* **Exercise directions**: In the data below, the answer is the run of lines from the line containing "Query: man wearing eyeglasses" through the line containing "Teacher note: locate the tambourine", both included; print it exactly and nothing else.

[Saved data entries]
--- --- ---
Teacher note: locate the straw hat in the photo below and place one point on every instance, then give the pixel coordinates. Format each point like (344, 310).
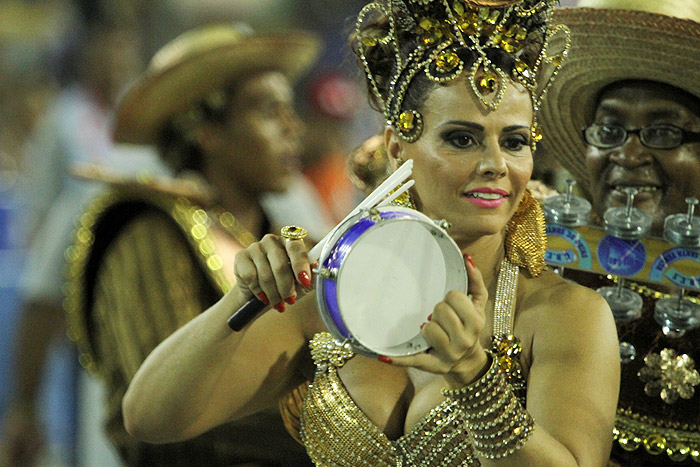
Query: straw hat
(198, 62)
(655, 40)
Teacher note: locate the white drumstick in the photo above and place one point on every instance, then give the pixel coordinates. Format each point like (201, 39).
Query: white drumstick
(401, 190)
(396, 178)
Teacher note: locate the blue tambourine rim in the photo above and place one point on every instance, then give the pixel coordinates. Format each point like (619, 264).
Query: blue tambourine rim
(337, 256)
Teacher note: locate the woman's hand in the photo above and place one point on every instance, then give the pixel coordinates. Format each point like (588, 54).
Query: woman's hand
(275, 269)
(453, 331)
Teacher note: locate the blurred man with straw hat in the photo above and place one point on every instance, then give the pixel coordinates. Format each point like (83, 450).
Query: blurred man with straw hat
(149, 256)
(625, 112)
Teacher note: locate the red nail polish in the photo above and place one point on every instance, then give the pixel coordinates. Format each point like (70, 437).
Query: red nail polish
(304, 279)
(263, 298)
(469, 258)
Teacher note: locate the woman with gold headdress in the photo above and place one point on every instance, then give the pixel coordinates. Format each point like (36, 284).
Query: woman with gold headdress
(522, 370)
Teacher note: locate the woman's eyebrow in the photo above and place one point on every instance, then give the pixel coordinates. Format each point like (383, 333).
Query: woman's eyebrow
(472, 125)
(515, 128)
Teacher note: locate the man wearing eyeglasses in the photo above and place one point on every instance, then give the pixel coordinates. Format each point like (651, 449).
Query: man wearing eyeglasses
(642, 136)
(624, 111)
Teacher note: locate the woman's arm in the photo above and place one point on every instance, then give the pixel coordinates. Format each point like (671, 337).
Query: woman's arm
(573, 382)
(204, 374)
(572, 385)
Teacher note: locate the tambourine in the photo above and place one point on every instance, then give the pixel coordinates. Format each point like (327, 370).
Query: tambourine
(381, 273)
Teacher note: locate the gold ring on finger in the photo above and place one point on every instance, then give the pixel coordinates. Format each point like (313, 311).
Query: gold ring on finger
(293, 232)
--- --- ---
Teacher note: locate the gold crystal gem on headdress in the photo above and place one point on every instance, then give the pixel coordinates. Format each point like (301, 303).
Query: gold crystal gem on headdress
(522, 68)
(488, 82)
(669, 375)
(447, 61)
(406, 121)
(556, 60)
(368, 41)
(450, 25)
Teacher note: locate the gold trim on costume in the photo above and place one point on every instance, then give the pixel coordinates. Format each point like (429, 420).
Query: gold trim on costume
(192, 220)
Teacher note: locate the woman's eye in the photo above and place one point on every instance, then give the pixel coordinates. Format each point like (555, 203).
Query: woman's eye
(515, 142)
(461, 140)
--- --- ---
* **Problem solution**:
Query: man wearing eyeglasses
(642, 136)
(624, 111)
Teacher note: locate the woman's arm in the photo above and place one point on every instance, then give the pixel coordinates. Format each point like (671, 337).
Query: woman's arm
(573, 382)
(204, 374)
(572, 385)
Teacher note: locate the tambourine in the photo above and place one point on every instance, then give the pixel coordinates. Format each point like (327, 370).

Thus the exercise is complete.